__ИСХОДНЫЙ ТЕКСТ__.

▬▬▬

Мы решили немедленно взять такси и поехать в Переделкино, чтобы быть с мамой. Выходя, столкнулись с ней в дверях — она приехала вместе с Мариной и Митей. Зачем? Оказывается, тоже надо было что-то делать, и это дело — быть со мной, сообщить мне. Мать была спокойней, чем я ожидала. Она плакала (но истерики не было), все время только повторяла: «А говорили, что он изменился, постарел. Неправда! Неправда! Он такой же, молодой, теплый, красивый…» Словно споря с кем-то невидимым, твердила с ожесточением: «Неправда, неправда!»
Марина мне все рассказала. Это было почти как в романе «Доктор Живаго» — прощание Лары с мертвым Юрием Андреевичем.
Часов в шесть утра мама с Мариной и Митя уже были около дачи, у сложенных штабелями щитов — снежных заслонов. Сестры сменялись обычно в восемь, а тут вдруг дежурная вышла из дома почти сразу же после их прихода и, не дожидаясь смены, двинулась на станцию. И тогда мама пошла в дом, порог которого ни разу в жизни не переступала. Она поднялась на крыльцо, открыла дверь — никого не было. Она пошла по коридору, и тут ее встретила Татьяна Матвеевна, домработница Пастернаков. Б.Л. ее очень любил, а она его — без памяти, несмотря на крайнюю внешнюю суровость, с которой проявляла свои чувства. Она провела маму к Б.Л. И там мама оставалась с ним, наверное, с полчаса. В комнату никто не зашел. Они простились. Митя и Марина ждали за воротами.Теперь мы все сидели в Потаповском, и мать без конца твердила, как хорошо она простилась, что он был такой же, как раньше, ничуть не похудел, и теплый совсем.

▬▬▬

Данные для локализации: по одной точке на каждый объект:
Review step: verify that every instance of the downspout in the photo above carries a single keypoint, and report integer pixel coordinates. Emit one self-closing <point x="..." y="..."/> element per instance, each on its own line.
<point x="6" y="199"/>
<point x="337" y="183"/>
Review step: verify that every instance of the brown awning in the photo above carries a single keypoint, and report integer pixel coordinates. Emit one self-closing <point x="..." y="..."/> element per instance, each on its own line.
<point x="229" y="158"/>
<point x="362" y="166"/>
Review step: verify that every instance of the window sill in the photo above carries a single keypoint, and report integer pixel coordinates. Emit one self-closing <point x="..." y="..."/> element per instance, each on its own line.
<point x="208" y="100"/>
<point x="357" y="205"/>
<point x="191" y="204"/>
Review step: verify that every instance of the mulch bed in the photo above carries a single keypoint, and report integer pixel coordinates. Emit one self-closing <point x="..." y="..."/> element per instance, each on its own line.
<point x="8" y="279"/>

▬▬▬

__ЗАДАНИЕ 1__. Кто, согласно рассказу о прощании с Пастернаком, провел маму к Б.Л.?
__ЗАДАНИЕ 2__. Допишите рассказ о прощании с Пастернаком: продолжите его сразу после последнего предложения.

__ОТВЕТ 1__. Татьяна Матвеевна, домработница Пастернаков.

__ОТВЕТ 2__.
И опять надо было что-то делать. Завтракали. Варили кофе. Отчетливо помню эту прямо толстовскую мысль свою: ну зачем этот кофе, какой тут кофе, кому нужен этот кофе, какая ложь этот кофе.
Приехали Юля Живова и Мария Ефремовна с Басманной из Гослитиздата. Снова пили кофе за круглым столом — мать, Митя, Марина, Аля, Юля, Мария Ефремовна и наша Полина Егоровна. Потом взяли два такси. Остановились недалеко от дачи.
Как открытая рана, весь этот месяц стояли распахнутыми ворота — для машин врачей. В саду уже были люди. Немного. На скамейке сидел плачущий, растерзанный, душераздирающий Бугаевский, с ним Штейнберг и Тарковский. Затем увидели Евгению Владимировну Пастернак — совсем белую, тихую, потрясенную. Она села к нам и, кажется, поцеловала мать. Была здесь Галя Арбузова, Паустовский с женой. Галя подошла ко мне. Все говорили мне — иди, простись. А я боялась. Машины все подъезжали и подъезжали. Помню необъятную, поддерживаемую под руки М. В. Юдину, с трудом идущую по дорожке. Е. В. Тагер, конечно, тоже находилась здесь.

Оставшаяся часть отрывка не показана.